» TASK LIST:
a. In the SQL Server statefulset write-up, how much storage does the sqldata volume claim request?
b. Print everything in the SQL Server statefulset write-up from "One thing to" down to "Windows Availability Group.".
c. Pick up the SQL Server statefulset write-up after its final sentence and carry it forward.

____ TEXT BLOCK

Here’s the manifest of the statefulset: –

apiVersion: apps/v1
kind: StatefulSet
metadata:
  name: mssql-statefulset
spec:
  serviceName: "mssql"
  replicas: 1
  podManagementPolicy: Parallel
  selector:
    matchLabels:
      name: mssql-pod
  template:
    metadata:
      labels:
        name: mssql-pod
      annotations:
        stork.libopenstorage.org/disableHyperconvergence: "true"
    spec:
      securityContext:
        fsGroup: 10001
      hostAliases:
      - ip: "10.225.115.129"
        hostnames:
        - "z-ap-sql-10"
      containers:
        - name: mssql-container
          image: mcr.microsoft.com/mssql/server:2022-CU15-ubuntu-20.04
          ports:
            - containerPort: 1433
              name: mssql-port
          env:
            - name: MSSQL_PID
              value: "Developer"
            - name: ACCEPT_EULA
              value: "Y"
            - name: MSSQL_AGENT_ENABLED
              value: "1"
            - name: MSSQL_ENABLE_HADR
              value: "1"
            - name: MSSQL_SA_PASSWORD
              value: "Testing1122"
          volumeMounts:
            - name: sqlsystem
              mountPath: /var/opt/mssql
            - name: sqldata
              mountPath: /var/opt/sqlserver/data
  volumeClaimTemplates:
    - metadata:
        name: sqlsystem
      spec:
        accessModes:
         - ReadWriteOnce
        resources:
          requests:
            storage: 1Gi
        storageClassName: mssql-sc
    - metadata:
        name: sqldata
      spec:
        accessModes:
         - ReadWriteOnce
        resources:
          requests:
            storage: 25Gi
        storageClassName: mssql-sc

Like my last post, this is pretty stripped down. No resources limits, tolerations etc. It has two persistent volumes, one for the system databases and one for the user databases from a storage class already configured in the cluster.

One thing to note: –

hostAliases:
- ip: "10.225.115.129"
  hostnames:
  - "z-ap-sql-10"

Here an entry in the pod’s hosts file is being created for the listener of the Windows Availability Group.

Next thing to do is deploy two services, one so that we can connect to the SQL instance (on port 1433) and one for the AG (port 5022): –

kubectl apply -f .\sqlserver-services.yaml

Here’s the manifest for the services: –

apiVersion: v1
kind: Service
metadata:
  name: mssql-service
spec:
  ports:
  - name: mssql-ports
    port: 1433
    targetPort: 1433
  selector:
    name: mssql-pod
  type: LoadBalancer
---
apiVersion: v1
kind: Service
metadata:
  name: mssql-ha-service
spec:
  ports:
  - name: mssql-ha-ports
    port: 5022
    targetPort: 5022
  selector:
    name: mssql-pod
  type: LoadBalancer

NOTE – We could use just one service with multiple ports configured but I’m keeping them separate here to try and keep things as clear as possible.

________
____ MATERIAL SUPPLIED

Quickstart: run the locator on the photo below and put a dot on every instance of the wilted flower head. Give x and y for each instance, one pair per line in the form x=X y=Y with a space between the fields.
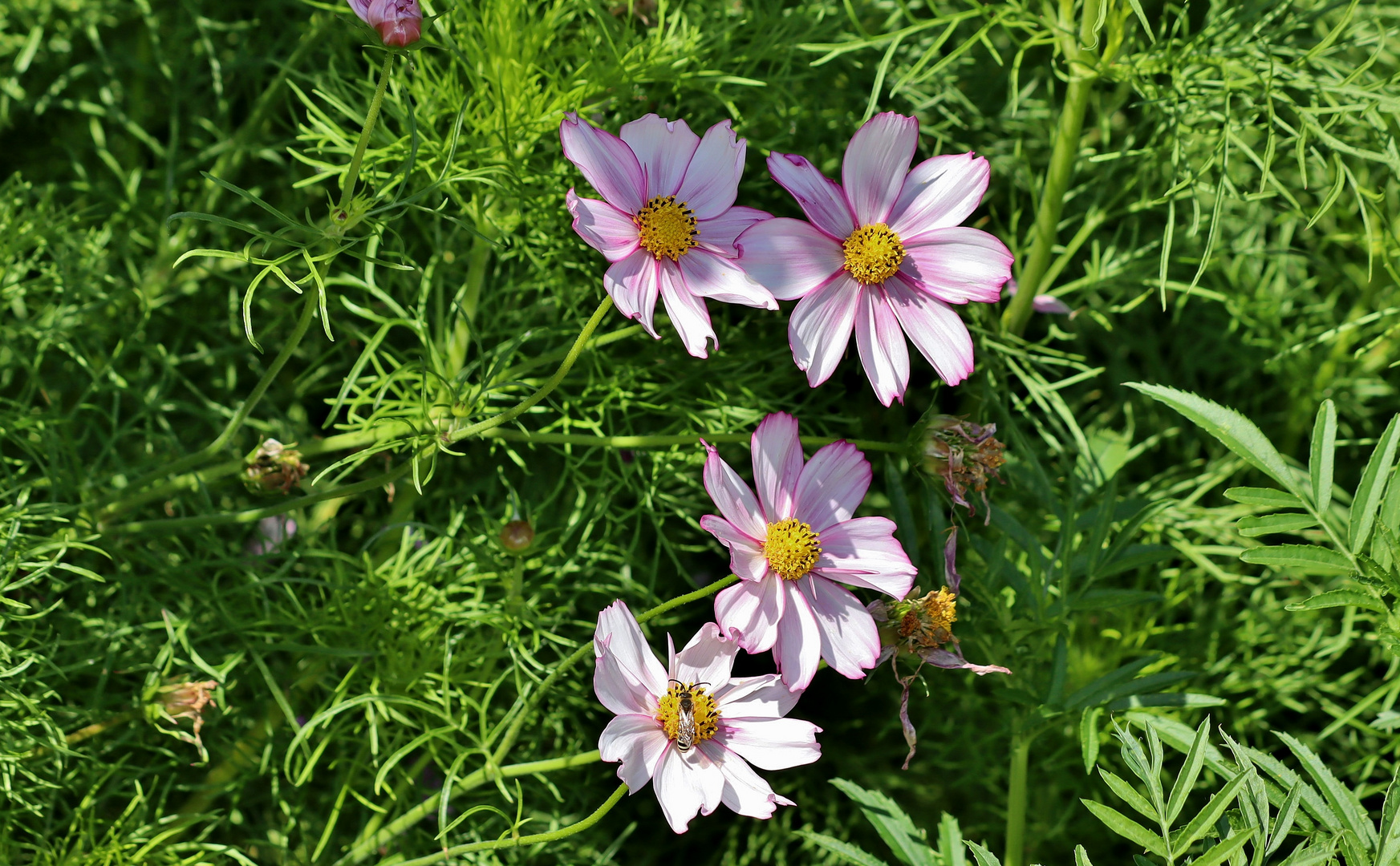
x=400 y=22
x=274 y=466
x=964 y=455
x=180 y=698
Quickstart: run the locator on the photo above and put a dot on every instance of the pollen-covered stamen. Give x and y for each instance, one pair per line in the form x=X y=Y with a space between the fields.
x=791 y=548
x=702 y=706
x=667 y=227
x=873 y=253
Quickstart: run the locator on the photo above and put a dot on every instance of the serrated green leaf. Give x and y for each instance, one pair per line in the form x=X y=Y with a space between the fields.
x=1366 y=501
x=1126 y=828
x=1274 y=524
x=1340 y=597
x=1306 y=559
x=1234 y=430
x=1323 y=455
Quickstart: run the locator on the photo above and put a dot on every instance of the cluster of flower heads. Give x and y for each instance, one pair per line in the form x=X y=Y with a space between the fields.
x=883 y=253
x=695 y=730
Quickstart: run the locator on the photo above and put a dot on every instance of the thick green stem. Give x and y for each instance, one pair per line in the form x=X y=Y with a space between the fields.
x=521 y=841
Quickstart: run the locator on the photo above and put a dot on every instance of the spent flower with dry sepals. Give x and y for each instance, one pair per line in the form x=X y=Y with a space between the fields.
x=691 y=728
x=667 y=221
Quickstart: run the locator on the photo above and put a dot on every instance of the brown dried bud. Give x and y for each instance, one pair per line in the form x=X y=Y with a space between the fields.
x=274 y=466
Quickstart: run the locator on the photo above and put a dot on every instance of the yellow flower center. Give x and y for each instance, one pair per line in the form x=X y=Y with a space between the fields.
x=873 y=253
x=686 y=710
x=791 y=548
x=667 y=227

________

» RESPONSES TO THE TASKS:
a. 25Gi

b.
One thing to note: –

hostAliases:
- ip: "10.225.115.129"
  hostnames:
  - "z-ap-sql-10"

Here an entry in the pod’s hosts file is being created for the listener of the Windows Availability Group.

c.
Check that everything looks OK: –

kubectl get all

Now we need to create master key, login, and user in all instances: –

CREATE MASTER KEY ENCRYPTION BY PASSWORD = '<C0m9L3xP@55w0rd!>';
CREATE LOGIN [dbm_login] WITH PASSWORD = '<C0m9L3xP@55w0rd!>';
CREATE USER dbm_user FOR LOGIN dbm_login;

Then create a certificate in the SQL instance in the pod: –

CREATE CERTIFICATE dbm_certificate WITH SUBJECT = 'Mirroring_certificate', EXPIRY_DATE = '20301031'

Backup that certificate: –

BACKUP CERTIFICATE dbm_certificate
TO FILE = '/var/opt/mssql/data/dbm_certificate.cer'
WITH PRIVATE KEY (
        FILE = '/var/opt/mssql/data/dbm_certificate.pvk',
        ENCRYPTION BY PASSWORD = '<C0m9L3xP@55w0rd!>'
    );

Copy the certificate locally: –

kubectl cp mssql-statefulset-0:var/opt/mssql/data/dbm_certificate.cer ./dbm_certificate.cer
kubectl cp mssql-statefulset-0:var/opt/mssql/data/dbm_certificate.pvk ./dbm_certificate.pvk

And then copy the files to the Windows boxes: –

Copy-Item dbm_certificate.cer \\z-ap-sql-02\E$\SQLBackup1\ -Force
Copy-Item dbm_certificate.pvk \\z-ap-sql-02\E$\SQLBackup1\ -Force
Copy-Item dbm_certificate.cer \\z-ap-sql-03\E$\SQLBackup1\ -Force
Copy-Item dbm_certificate.pvk \\z-ap-sql-03\E$\SQLBackup1\ -Force

Once the files are on the Windows boxes, we can create the certificate in each Windows SQL instance: –

CREATE CERTIFICATE dbm_certificate
    AUTHORIZATION dbm_user
    FROM FILE = 'E:\SQLBackup1\dbm_certificate.cer'
    WITH PRIVATE KEY (
    FILE = 'E:\SQLBackup1\dbm_certificate.pvk',
    DECRYPTION BY PASSWORD = '<C0m9L3xP@55w0rd!>'
)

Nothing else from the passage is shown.